# Written request:
Your task is to output the data exactly as it stands.
--- start Excerpted data ---
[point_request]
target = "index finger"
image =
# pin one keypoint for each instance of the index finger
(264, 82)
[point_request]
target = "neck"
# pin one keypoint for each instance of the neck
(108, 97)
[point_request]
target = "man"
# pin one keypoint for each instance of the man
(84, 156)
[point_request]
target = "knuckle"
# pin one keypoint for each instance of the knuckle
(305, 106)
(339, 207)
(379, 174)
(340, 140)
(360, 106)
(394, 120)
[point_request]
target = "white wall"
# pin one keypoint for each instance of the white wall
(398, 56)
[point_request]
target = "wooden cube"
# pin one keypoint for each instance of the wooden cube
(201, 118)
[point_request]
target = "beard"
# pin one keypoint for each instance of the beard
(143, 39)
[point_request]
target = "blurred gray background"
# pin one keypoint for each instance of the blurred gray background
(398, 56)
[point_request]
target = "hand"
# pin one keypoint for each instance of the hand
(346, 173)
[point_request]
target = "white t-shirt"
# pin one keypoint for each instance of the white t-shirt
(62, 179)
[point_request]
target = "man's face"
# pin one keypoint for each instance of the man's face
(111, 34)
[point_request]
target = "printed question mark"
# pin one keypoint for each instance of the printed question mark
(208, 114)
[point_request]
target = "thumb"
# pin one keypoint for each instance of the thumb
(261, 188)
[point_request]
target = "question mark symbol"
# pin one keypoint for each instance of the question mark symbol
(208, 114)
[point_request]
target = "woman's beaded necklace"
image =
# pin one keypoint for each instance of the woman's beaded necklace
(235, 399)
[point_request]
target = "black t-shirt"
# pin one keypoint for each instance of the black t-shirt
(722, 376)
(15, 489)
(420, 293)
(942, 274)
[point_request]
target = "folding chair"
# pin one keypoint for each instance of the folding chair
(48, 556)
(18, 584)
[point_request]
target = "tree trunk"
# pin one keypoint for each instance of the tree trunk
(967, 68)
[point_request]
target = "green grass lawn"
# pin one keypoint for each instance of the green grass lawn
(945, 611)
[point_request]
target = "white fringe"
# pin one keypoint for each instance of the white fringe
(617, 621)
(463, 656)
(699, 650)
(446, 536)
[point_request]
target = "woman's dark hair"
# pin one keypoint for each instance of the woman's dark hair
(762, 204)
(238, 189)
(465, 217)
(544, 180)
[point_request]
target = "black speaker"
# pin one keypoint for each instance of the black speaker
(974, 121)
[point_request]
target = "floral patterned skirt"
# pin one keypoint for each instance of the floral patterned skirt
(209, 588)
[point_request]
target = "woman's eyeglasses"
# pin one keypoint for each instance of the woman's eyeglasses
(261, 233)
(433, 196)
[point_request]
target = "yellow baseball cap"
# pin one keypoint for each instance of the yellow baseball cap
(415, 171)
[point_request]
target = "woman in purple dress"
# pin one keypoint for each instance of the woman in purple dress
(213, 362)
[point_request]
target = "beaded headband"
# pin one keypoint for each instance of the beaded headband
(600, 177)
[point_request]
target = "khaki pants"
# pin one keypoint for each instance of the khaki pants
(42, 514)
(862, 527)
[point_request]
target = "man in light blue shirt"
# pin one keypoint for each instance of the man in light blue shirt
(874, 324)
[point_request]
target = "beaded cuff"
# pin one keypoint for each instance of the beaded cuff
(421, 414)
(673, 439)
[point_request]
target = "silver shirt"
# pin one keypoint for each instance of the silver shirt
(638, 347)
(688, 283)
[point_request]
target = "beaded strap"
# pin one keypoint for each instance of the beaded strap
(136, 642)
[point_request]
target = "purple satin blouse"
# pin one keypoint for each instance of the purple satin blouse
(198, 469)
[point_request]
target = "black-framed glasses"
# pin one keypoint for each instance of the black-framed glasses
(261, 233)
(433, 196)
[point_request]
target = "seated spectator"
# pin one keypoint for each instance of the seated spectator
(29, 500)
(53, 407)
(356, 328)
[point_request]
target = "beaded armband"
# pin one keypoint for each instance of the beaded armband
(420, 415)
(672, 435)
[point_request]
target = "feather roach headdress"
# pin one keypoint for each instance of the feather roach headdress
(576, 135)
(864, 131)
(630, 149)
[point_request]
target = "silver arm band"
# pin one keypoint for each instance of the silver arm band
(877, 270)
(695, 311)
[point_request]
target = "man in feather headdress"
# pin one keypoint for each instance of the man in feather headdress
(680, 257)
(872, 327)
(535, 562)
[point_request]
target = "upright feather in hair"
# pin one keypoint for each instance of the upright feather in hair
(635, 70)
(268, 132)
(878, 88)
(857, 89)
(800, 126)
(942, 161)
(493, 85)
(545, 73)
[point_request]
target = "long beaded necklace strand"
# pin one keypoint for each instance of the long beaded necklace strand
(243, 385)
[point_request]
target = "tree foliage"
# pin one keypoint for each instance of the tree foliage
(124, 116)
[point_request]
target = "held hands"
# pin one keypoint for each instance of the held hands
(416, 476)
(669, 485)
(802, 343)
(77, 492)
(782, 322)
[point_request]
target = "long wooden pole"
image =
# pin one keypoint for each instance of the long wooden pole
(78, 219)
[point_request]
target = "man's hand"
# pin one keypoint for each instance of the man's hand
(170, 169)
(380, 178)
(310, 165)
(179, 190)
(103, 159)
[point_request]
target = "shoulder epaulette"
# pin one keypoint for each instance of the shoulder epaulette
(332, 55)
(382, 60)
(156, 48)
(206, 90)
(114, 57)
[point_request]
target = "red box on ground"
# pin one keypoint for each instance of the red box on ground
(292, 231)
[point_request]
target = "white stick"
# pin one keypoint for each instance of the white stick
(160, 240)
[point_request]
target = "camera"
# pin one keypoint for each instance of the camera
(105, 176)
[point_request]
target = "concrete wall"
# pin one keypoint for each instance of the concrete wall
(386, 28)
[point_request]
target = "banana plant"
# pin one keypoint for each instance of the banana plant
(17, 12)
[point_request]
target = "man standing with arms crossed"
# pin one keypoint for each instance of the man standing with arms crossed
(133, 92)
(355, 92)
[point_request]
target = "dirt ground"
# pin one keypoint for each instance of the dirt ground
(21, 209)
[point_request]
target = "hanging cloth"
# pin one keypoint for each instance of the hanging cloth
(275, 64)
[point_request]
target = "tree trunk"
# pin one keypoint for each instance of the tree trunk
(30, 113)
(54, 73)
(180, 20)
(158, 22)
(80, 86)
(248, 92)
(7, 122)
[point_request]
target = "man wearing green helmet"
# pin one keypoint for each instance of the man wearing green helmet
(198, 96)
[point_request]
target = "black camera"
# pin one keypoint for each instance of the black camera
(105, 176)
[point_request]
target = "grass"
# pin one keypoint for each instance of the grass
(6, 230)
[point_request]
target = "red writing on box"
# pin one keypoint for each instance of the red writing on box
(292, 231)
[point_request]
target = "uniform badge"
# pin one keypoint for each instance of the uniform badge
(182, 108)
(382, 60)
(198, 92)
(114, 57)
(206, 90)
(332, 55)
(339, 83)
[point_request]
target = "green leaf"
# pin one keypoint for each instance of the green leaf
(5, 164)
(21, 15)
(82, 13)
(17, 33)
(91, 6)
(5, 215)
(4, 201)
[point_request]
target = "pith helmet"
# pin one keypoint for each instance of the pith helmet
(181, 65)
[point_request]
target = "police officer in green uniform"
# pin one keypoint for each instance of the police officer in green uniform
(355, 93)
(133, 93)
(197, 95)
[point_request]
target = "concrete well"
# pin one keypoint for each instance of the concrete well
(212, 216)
--- end Excerpted data ---
# Exercise result:
[point_request]
target = "index finger"
image =
# pin one keypoint for each instance of the index finger
(264, 82)
[point_request]
target = "neck"
# pin one keypoint for each instance of the neck
(108, 97)
[point_request]
target = "man"
# pin one keypoint for each instance of the man
(84, 156)
[point_request]
target = "knuckle"
# pin one keypoint for each instance of the knuckle
(305, 106)
(339, 207)
(379, 174)
(340, 140)
(360, 106)
(394, 120)
[point_request]
target = "white wall"
# pin one keypoint for each instance of the white wall
(398, 56)
[point_request]
target = "wooden cube"
# pin one keypoint for each instance of the wooden cube
(201, 118)
[point_request]
target = "beard"
# pin one keypoint for each instance of the beard
(143, 39)
[point_request]
target = "blurred gray background"
# pin one keypoint for each instance of the blurred gray background
(398, 56)
[point_request]
target = "hand"
# pin one keypoint for each instance of the hand
(346, 173)
[point_request]
target = "white t-shirt"
# pin one keypoint for each instance of the white t-shirt
(62, 179)
[point_request]
target = "man's face"
# pin one keypoint for each instance of the man's face
(111, 34)
[point_request]
target = "printed question mark"
# pin one keypoint for each instance of the printed question mark
(208, 114)
[point_request]
target = "thumb"
# pin one keypoint for each instance of the thumb
(261, 188)
[point_request]
target = "question mark symbol"
# pin one keypoint for each instance of the question mark symbol
(208, 114)
[point_request]
target = "woman's beaded necklace"
image =
# pin one keypoint for each instance of the woman's beaded necklace
(235, 399)
[point_request]
target = "black t-shirt"
# pin one keypoint for each instance of the black t-shirt
(722, 376)
(15, 489)
(420, 293)
(942, 274)
[point_request]
target = "folding chair"
# pin one keypoint for each instance of the folding chair
(48, 556)
(18, 584)
[point_request]
target = "tree trunk"
# pin one keypoint for each instance of the tree trunk
(967, 68)
[point_request]
target = "green grass lawn"
# pin one keypoint for each instance of the green grass lawn
(945, 611)
[point_request]
target = "white fringe"
# pin one keypoint for each instance of the white fringe
(617, 621)
(463, 656)
(699, 650)
(446, 536)
[point_request]
target = "woman's dark hair"
# pin one keypoint for each instance of the woman's dark hair
(762, 204)
(238, 189)
(465, 217)
(544, 180)
[point_request]
target = "black speaker"
# pin one keypoint for each instance of the black speaker
(974, 121)
[point_request]
target = "floral patterned skirt"
# pin one keypoint for each instance of the floral patterned skirt
(209, 588)
[point_request]
target = "woman's eyeglasses"
# pin one keypoint for each instance of the woman's eyeglasses
(261, 233)
(433, 196)
[point_request]
target = "yellow baseball cap"
# pin one keypoint for each instance of the yellow baseball cap
(415, 171)
[point_request]
target = "woman in purple dress"
# pin one keypoint for each instance of the woman in purple dress
(213, 362)
[point_request]
target = "beaded headband"
# pin one keypoint for each instance of the beaded headband
(600, 177)
[point_request]
target = "khaki pants"
# pin one keypoint for each instance of the khaki pants
(42, 514)
(862, 527)
[point_request]
target = "man in light blue shirt"
# pin one keypoint for each instance of the man in light blue shirt
(874, 324)
[point_request]
target = "beaded cuff"
# pin one keypoint for each instance of the beaded cuff
(421, 414)
(673, 439)
[point_request]
target = "silver shirt"
# pin one keypoint for each instance of the silver shirt
(638, 347)
(688, 283)
[point_request]
target = "beaded strap"
# pin one keypoint for each instance of the beaded strap
(136, 642)
[point_request]
target = "purple satin blouse"
# pin one keypoint for each instance of the purple satin blouse
(198, 469)
[point_request]
target = "black-framed glasses"
# pin one keypoint for each instance of the black-framed glasses
(261, 233)
(433, 196)
[point_request]
target = "seated spectator"
# pin one keypoint for each instance of the seated spectator
(29, 500)
(53, 407)
(356, 328)
[point_request]
target = "beaded armband"
# pin one keypoint for each instance of the beaded armband
(420, 415)
(672, 435)
[point_request]
target = "feather roach headdress"
# pin one keypoint for each instance of the feather roach headdress
(576, 135)
(864, 131)
(630, 149)
[point_request]
target = "silver arm band"
# pin one keypoint for each instance of the silver arm band
(877, 270)
(695, 311)
[point_request]
target = "man in feather headdress"
# pin one keypoint for each instance of the man in feather headdress
(680, 257)
(872, 327)
(535, 562)
[point_request]
target = "upright feather in hair"
# pin one keypoint for each instance of the upright feather in hair
(635, 70)
(268, 132)
(878, 88)
(857, 89)
(800, 126)
(942, 161)
(493, 85)
(545, 73)
[point_request]
target = "long beaded necklace strand"
# pin one keypoint for each instance of the long beaded necklace strand
(243, 385)
[point_request]
target = "tree foliage"
# pin one keypoint for each instance of the tree foliage
(124, 116)
[point_request]
target = "held hands"
# pin one keypoint for each instance of the held hands
(416, 476)
(669, 485)
(802, 343)
(77, 492)
(782, 322)
[point_request]
target = "long wooden pole"
image =
# pin one keypoint for each instance of the long wooden pole
(78, 219)
[point_request]
target = "man's hand"
# pin one keypoint for each instance of the man's hand
(170, 169)
(380, 178)
(310, 165)
(179, 190)
(103, 159)
[point_request]
target = "shoulder epaulette"
# pin one keypoint for each instance of the shoulder epaulette
(332, 55)
(382, 60)
(156, 48)
(206, 90)
(114, 57)
[point_request]
target = "red box on ground"
# pin one keypoint for each instance of the red box on ground
(292, 231)
[point_request]
target = "white stick"
# pin one keypoint for each instance of the white stick
(160, 240)
[point_request]
target = "camera"
# pin one keypoint for each instance of the camera
(105, 176)
[point_request]
target = "concrete wall"
# pin one keypoint for each instance of the concrete wall
(386, 28)
[point_request]
target = "banana plant"
# pin one keypoint for each instance of the banana plant
(17, 12)
[point_request]
target = "man standing with arms crossed"
# pin one keypoint for each instance of the man standing with arms crossed
(133, 92)
(355, 92)
[point_request]
target = "dirt ground"
# pin one keypoint for each instance of the dirt ground
(21, 209)
[point_request]
target = "hanging cloth"
# pin one keypoint for each instance of the hanging cloth
(275, 64)
[point_request]
target = "tree trunk"
# pin one keypoint for each instance of the tree trunk
(30, 113)
(54, 73)
(180, 20)
(158, 22)
(80, 86)
(248, 92)
(7, 122)
[point_request]
target = "man wearing green helmet"
# pin one keypoint for each instance of the man wearing green helmet
(198, 96)
[point_request]
target = "black camera"
# pin one keypoint for each instance of the black camera
(105, 176)
[point_request]
target = "grass"
# pin one keypoint for each instance of the grass
(6, 230)
[point_request]
target = "red writing on box"
# pin one keypoint for each instance of the red writing on box
(292, 231)
[point_request]
target = "uniform badge"
# pin one keypoint for each instance of the uniform badge
(182, 108)
(382, 60)
(198, 92)
(114, 57)
(206, 90)
(332, 55)
(339, 83)
[point_request]
target = "green leaf"
# pin one keypoint for each instance of the green leaf
(5, 164)
(21, 15)
(82, 13)
(17, 33)
(91, 6)
(5, 215)
(4, 201)
[point_request]
target = "pith helmet"
# pin one keypoint for each instance of the pith helmet
(181, 65)
[point_request]
target = "police officer in green uniform"
# pin one keypoint for each instance of the police officer in green uniform
(355, 93)
(133, 93)
(197, 95)
[point_request]
target = "concrete well"
# pin one keypoint for each instance of the concrete well
(212, 216)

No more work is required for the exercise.